**WHAT IS REQUIRED**: Rewrite the rows below as a JSON list of strings, one string per line, leaving out blank lines.

◇ ◇ ◇ ◇ ◇ ◇ ◇

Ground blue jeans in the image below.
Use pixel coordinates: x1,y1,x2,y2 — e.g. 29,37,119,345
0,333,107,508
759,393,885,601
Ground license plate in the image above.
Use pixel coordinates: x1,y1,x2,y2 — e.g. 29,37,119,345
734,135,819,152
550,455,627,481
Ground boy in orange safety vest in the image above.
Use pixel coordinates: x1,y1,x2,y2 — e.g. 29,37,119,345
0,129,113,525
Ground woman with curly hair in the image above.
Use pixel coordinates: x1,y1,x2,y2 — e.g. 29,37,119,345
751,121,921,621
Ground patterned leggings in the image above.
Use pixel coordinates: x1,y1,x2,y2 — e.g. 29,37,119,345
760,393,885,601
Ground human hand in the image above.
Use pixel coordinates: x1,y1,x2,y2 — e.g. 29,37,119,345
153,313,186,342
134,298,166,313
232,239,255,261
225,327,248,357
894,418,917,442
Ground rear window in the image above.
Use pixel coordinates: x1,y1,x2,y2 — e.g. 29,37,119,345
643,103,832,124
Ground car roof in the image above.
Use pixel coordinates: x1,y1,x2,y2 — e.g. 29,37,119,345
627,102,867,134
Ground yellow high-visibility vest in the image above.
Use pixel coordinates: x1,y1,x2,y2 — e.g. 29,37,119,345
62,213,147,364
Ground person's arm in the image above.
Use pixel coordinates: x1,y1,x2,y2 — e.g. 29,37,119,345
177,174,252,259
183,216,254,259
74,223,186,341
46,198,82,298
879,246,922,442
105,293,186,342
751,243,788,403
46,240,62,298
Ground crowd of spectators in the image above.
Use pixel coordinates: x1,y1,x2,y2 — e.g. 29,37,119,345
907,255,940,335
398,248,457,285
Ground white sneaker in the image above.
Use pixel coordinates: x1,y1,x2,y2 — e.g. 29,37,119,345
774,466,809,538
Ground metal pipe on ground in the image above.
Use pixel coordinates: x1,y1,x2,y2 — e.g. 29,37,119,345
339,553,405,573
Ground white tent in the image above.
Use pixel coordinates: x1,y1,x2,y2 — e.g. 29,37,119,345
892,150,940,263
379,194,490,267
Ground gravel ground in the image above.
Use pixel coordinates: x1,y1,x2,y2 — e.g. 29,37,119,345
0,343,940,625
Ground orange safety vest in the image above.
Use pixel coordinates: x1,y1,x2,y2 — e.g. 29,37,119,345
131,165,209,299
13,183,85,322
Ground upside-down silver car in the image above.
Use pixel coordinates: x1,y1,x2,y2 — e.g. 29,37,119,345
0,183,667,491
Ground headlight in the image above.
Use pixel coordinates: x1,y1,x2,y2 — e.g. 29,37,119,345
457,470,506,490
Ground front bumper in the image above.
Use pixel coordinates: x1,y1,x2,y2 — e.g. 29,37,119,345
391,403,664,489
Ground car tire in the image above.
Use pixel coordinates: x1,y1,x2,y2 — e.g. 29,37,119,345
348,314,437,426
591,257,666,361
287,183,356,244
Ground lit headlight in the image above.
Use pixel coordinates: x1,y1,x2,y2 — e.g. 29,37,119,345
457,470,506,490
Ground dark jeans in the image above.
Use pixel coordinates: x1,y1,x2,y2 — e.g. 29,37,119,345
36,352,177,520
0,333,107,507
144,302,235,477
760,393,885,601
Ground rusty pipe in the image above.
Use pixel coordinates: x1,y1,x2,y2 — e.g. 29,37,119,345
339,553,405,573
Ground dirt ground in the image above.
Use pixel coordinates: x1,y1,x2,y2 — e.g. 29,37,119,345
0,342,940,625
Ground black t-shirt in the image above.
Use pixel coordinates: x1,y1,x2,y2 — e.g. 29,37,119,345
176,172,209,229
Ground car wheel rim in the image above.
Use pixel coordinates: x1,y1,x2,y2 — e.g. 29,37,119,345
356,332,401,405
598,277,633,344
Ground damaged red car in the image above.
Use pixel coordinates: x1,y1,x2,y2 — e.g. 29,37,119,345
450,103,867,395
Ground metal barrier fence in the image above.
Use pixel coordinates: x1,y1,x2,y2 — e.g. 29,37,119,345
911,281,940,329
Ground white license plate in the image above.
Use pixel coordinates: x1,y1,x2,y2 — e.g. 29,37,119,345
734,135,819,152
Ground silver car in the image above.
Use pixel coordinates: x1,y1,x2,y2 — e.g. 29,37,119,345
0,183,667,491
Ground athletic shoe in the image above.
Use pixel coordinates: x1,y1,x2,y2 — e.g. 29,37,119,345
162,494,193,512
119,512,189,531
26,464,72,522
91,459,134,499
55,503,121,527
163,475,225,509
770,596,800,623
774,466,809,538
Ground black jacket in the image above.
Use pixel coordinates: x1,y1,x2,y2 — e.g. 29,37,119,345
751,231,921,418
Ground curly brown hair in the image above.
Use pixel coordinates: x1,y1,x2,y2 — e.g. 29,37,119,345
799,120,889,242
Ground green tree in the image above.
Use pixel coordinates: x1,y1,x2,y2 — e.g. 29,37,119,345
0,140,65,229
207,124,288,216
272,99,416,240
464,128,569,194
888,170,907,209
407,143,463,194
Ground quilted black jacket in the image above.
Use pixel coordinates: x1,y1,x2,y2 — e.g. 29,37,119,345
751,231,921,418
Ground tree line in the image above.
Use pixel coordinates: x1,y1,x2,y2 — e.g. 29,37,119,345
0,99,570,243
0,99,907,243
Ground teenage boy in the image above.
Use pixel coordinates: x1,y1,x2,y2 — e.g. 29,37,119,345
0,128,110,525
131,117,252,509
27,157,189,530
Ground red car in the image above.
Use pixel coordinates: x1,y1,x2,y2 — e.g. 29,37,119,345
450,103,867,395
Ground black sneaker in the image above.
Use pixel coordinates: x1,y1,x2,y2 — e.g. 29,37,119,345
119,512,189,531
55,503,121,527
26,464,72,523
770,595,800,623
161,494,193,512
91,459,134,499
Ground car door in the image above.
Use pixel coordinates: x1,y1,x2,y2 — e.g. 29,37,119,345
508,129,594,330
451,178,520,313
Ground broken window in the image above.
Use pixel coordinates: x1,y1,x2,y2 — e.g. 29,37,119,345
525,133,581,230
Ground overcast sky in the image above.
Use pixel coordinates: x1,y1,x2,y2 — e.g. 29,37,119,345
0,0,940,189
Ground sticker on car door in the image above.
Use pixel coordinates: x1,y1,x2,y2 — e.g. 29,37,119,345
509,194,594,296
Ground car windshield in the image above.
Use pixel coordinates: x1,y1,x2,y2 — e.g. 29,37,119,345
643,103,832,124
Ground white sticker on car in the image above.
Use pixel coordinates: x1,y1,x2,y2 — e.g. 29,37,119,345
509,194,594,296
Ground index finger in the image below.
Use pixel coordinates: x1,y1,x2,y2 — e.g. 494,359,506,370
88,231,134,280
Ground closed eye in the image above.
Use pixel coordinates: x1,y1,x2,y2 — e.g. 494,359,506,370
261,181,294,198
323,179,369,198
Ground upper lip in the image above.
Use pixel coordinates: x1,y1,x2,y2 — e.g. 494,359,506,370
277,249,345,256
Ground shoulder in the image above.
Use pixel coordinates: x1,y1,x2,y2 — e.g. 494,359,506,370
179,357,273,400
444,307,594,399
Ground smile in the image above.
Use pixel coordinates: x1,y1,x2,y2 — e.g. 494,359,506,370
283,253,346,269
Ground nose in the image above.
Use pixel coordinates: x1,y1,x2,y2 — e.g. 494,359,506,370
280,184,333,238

◇ ◇ ◇ ◇ ◇ ◇ ◇

**COMPLETE ANSWER**:
[
  "Ground blue jeans in the image below.",
  "Use pixel coordinates: x1,y1,x2,y2 — e.g. 29,37,119,345",
  "0,333,107,508",
  "759,393,885,601",
  "Ground license plate in the image above.",
  "Use pixel coordinates: x1,y1,x2,y2 — e.g. 29,37,119,345",
  "734,135,819,152",
  "550,455,627,481",
  "Ground boy in orange safety vest in the image above.",
  "Use pixel coordinates: x1,y1,x2,y2 — e.g. 29,37,119,345",
  "0,129,113,525",
  "Ground woman with curly hair in the image above.",
  "Use pixel coordinates: x1,y1,x2,y2 — e.g. 29,37,119,345",
  "751,121,921,621",
  "Ground patterned leggings in the image above.",
  "Use pixel coordinates: x1,y1,x2,y2 — e.g. 29,37,119,345",
  "760,393,885,601",
  "Ground human hand in the image above.",
  "Use pixel coordinates: x1,y1,x2,y2 — e.g. 29,37,119,345",
  "153,313,186,342",
  "134,298,166,313",
  "232,239,255,261",
  "225,327,248,357",
  "894,418,917,442",
  "Ground rear window in the image above.",
  "Use pixel coordinates: x1,y1,x2,y2 — e.g. 29,37,119,345",
  "643,103,832,124",
  "Ground car roof in the image above.",
  "Use pixel coordinates: x1,y1,x2,y2 — e.g. 29,37,119,345",
  "627,102,867,134",
  "Ground yellow high-visibility vest in the image above.",
  "Use pixel coordinates: x1,y1,x2,y2 — e.g. 29,37,119,345",
  "62,213,147,364",
  "Ground person's arm in the image above.",
  "Use pixel coordinates: x1,y1,x2,y2 — e.g. 29,37,119,345",
  "177,174,252,259",
  "183,216,254,259",
  "74,223,186,341",
  "46,198,82,298",
  "879,246,922,442",
  "105,293,186,342",
  "751,243,788,403",
  "46,240,62,298",
  "Ground crowd of spectators in the image above.",
  "Use pixel coordinates: x1,y1,x2,y2 — e.g. 29,37,119,345",
  "907,255,940,335",
  "398,248,457,285",
  "Ground white sneaker in the image above.",
  "Use pixel coordinates: x1,y1,x2,y2 — e.g. 29,37,119,345",
  "774,466,809,538",
  "Ground metal pipe on ground in the image above.",
  "Use pixel coordinates: x1,y1,x2,y2 — e.g. 29,37,119,345",
  "339,553,405,573",
  "Ground white tent in the image above.",
  "Use pixel coordinates: x1,y1,x2,y2 — e.g. 29,37,119,345",
  "892,150,940,263",
  "379,194,490,267",
  "Ground gravel ground in the image above.",
  "Use pixel coordinates: x1,y1,x2,y2 — e.g. 29,37,119,345",
  "0,343,940,625",
  "Ground orange safety vest in the image above.",
  "Use pixel coordinates: x1,y1,x2,y2 — e.g. 29,37,119,345",
  "131,165,209,299",
  "13,183,85,322",
  "Ground upside-down silver car in the image above.",
  "Use pixel coordinates: x1,y1,x2,y2 — e.g. 29,37,119,345",
  "0,183,667,491",
  "Ground headlight in the image above.",
  "Use pixel coordinates: x1,y1,x2,y2 — e.g. 29,37,119,345",
  "457,470,506,490",
  "Ground front bumper in the image above.",
  "Use pixel coordinates: x1,y1,x2,y2 — e.g. 29,37,119,345",
  "391,403,664,489",
  "Ground car tire in the image above.",
  "Use pixel coordinates: x1,y1,x2,y2 — e.g. 29,37,119,345",
  "348,314,437,426",
  "591,257,666,361",
  "287,183,356,244",
  "Ground lit headlight in the image above.",
  "Use pixel coordinates: x1,y1,x2,y2 — e.g. 29,37,119,345",
  "457,470,506,490",
  "Ground dark jeans in the image above.",
  "Use pixel coordinates: x1,y1,x2,y2 — e.g. 29,37,119,345",
  "36,352,177,520",
  "0,333,107,507",
  "144,302,235,477",
  "760,393,885,601",
  "Ground rusty pipe in the image above.",
  "Use pixel coordinates: x1,y1,x2,y2 — e.g. 29,37,119,345",
  "339,553,405,573",
  "Ground dirt ground in the image above.",
  "Use pixel coordinates: x1,y1,x2,y2 — e.g. 29,37,119,345",
  "0,342,940,625",
  "Ground black t-shirt in the image above.",
  "Use pixel coordinates: x1,y1,x2,y2 — e.g. 29,37,119,345",
  "176,172,209,229",
  "Ground car wheel rim in the image above.",
  "Use pixel coordinates: x1,y1,x2,y2 — e.g. 29,37,119,345",
  "356,332,401,405",
  "598,277,633,344",
  "Ground damaged red car in the image above.",
  "Use pixel coordinates: x1,y1,x2,y2 — e.g. 29,37,119,345",
  "450,103,867,395",
  "Ground metal barrier fence in the image above.",
  "Use pixel coordinates: x1,y1,x2,y2 — e.g. 29,37,119,345",
  "911,281,940,329",
  "Ground white license plate in the image above.",
  "Use pixel coordinates: x1,y1,x2,y2 — e.g. 29,37,119,345",
  "734,135,819,152",
  "Ground silver car in the image above.",
  "Use pixel coordinates: x1,y1,x2,y2 — e.g. 29,37,119,345",
  "0,183,667,491",
  "Ground athletic shoe in the image above.",
  "Use pixel coordinates: x1,y1,x2,y2 — e.g. 29,37,119,345",
  "162,494,193,512",
  "119,512,189,531",
  "26,464,72,522",
  "91,459,134,499",
  "55,503,121,527",
  "163,475,225,509",
  "770,596,800,623",
  "774,466,809,538",
  "Ground black jacket in the image above.",
  "Use pixel coordinates: x1,y1,x2,y2 — e.g. 29,37,119,345",
  "751,231,921,418",
  "Ground curly brown hair in the image above.",
  "Use pixel coordinates: x1,y1,x2,y2 — e.g. 29,37,119,345",
  "799,120,889,242",
  "Ground green tree in the image above.",
  "Use pixel coordinates: x1,y1,x2,y2 — e.g. 29,37,119,345",
  "0,140,65,229",
  "207,124,288,216",
  "272,99,416,240",
  "464,128,569,194",
  "888,170,907,209",
  "407,143,463,194",
  "Ground quilted black jacket in the image above.",
  "Use pixel coordinates: x1,y1,x2,y2 — e.g. 29,37,119,345",
  "751,231,921,418",
  "Ground tree line in the image above.",
  "Use pixel coordinates: x1,y1,x2,y2 — e.g. 29,37,119,345",
  "0,99,570,243",
  "0,99,907,243",
  "Ground teenage boy in the image above.",
  "Use pixel coordinates: x1,y1,x2,y2 — e.g. 29,37,119,345",
  "0,128,110,525",
  "131,117,252,509",
  "27,157,189,530",
  "Ground red car in the image above.",
  "Use pixel coordinates: x1,y1,x2,y2 — e.g. 29,37,119,345",
  "450,103,867,395",
  "Ground black sneaker in the image above.",
  "Use pixel coordinates: x1,y1,x2,y2 — e.g. 29,37,119,345",
  "119,512,189,531",
  "55,503,121,527",
  "26,464,72,523",
  "770,595,800,623",
  "161,494,193,512",
  "91,459,134,499",
  "Ground car door in the image above.",
  "Use pixel coordinates: x1,y1,x2,y2 — e.g. 29,37,119,345",
  "508,129,594,330",
  "451,178,520,313",
  "Ground broken window in the image above.",
  "Use pixel coordinates: x1,y1,x2,y2 — e.g. 29,37,119,345",
  "525,133,581,230",
  "Ground overcast sky in the image above.",
  "Use pixel coordinates: x1,y1,x2,y2 — e.g. 29,37,119,345",
  "0,0,940,189",
  "Ground sticker on car door in the image above.",
  "Use pixel coordinates: x1,y1,x2,y2 — e.g. 29,37,119,345",
  "509,194,594,296",
  "Ground car windshield in the image above.",
  "Use pixel coordinates: x1,y1,x2,y2 — e.g. 29,37,119,345",
  "643,103,832,124",
  "Ground white sticker on car in the image above.",
  "Use pixel coordinates: x1,y1,x2,y2 — e.g. 29,37,119,345",
  "509,194,594,296",
  "Ground index finger in the image below.",
  "Use pixel coordinates: x1,y1,x2,y2 — e.g. 494,359,506,370",
  "88,231,134,280",
  "Ground closed eye in the image above.",
  "Use pixel coordinates: x1,y1,x2,y2 — e.g. 494,359,506,370",
  "261,181,294,198",
  "323,179,369,198",
  "Ground upper lip in the image above.",
  "Use pixel coordinates: x1,y1,x2,y2 — e.g. 494,359,506,370",
  "277,249,345,256",
  "Ground shoulder in the image above.",
  "Use pixel coordinates: x1,y1,x2,y2 — e.g. 494,359,506,370",
  "179,357,273,400",
  "444,307,594,399",
  "Ground smile in the image above.",
  "Use pixel coordinates: x1,y1,x2,y2 — e.g. 494,359,506,370",
  "283,253,346,269",
  "Ground nose in the image above.",
  "Use pixel coordinates: x1,y1,x2,y2 — e.g. 494,359,506,370",
  "280,184,333,238"
]